原文:
===
尽管西方各国在建设”福利国家“的过程中解决了一些旧的社会问题,但也产生了一些新的社会矛盾和问题。于是,新旧矛盾纠缠在一起,终于激发了60年代末西方社会的政治动荡,各国先后出现了反战运动、民权运动、新左派运动和对政府的各种其他抗议活动。紧接着到70年代初,又爆发了第二次世界大战以后最严重的经济危机。这场危机遍及西方资本主义世界。危机使通货膨胀加剧、经济状况恶化、社会问题迭出、阶级矛盾激化,这一切都宣告了新自由主义治国纲领的失败。
===
[数据集记录]
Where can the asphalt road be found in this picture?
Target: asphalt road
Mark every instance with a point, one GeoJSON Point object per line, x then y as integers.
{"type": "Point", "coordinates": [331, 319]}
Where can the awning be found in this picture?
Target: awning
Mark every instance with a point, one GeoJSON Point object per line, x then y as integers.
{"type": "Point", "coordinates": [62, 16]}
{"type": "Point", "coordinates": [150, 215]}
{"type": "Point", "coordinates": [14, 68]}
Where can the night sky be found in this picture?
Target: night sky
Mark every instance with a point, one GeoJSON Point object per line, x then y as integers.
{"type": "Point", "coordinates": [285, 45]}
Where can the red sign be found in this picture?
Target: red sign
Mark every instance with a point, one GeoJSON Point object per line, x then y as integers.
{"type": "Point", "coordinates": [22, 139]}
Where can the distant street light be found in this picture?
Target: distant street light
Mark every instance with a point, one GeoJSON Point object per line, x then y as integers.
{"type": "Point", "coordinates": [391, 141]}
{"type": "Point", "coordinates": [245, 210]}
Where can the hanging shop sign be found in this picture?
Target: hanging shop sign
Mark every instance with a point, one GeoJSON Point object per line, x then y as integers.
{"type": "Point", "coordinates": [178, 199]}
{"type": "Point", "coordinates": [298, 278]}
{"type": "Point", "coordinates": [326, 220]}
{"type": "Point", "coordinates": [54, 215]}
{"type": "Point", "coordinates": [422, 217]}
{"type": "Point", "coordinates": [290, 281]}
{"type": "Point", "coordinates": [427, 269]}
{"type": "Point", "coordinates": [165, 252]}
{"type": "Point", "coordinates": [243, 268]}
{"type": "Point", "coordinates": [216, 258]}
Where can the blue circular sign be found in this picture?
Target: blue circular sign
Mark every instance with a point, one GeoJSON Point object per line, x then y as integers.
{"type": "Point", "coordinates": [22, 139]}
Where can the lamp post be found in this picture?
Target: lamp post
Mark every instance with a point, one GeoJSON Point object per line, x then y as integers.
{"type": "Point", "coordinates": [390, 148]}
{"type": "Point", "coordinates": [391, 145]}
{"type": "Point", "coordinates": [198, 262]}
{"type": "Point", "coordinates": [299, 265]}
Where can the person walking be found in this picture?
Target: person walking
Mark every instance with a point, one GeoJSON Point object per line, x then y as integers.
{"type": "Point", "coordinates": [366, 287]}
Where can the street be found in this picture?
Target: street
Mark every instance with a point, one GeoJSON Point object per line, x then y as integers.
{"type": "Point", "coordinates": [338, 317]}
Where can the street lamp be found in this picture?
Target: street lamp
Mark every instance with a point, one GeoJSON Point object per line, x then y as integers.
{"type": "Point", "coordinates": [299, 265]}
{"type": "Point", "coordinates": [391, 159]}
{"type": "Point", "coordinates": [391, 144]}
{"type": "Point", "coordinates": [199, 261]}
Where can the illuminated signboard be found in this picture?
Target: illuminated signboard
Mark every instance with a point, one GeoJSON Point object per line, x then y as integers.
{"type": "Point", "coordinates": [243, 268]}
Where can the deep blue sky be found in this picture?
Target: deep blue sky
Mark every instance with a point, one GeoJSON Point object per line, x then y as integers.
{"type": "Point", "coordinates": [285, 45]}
===
题目 1: 根据原文，列出70年代初那场经济危机造成的所有后果。
题目 2:
根据原文回答下面几个问题：
(a) 60年代末西方社会的政治动荡是由什么激发的？
(b) 第二次世界大战以后最严重的经济危机在什么时候爆发？
(c) 原文说，这一切宣告了什么的失败？
这些数据来自别的来源。

参考解答 1:
通货膨胀加剧
经济状况恶化
社会问题迭出
阶级矛盾激化

参考解答 2:
(a) 新旧矛盾纠缠在一起。
(b) 70年代初。
(c) 新自由主义治国纲领。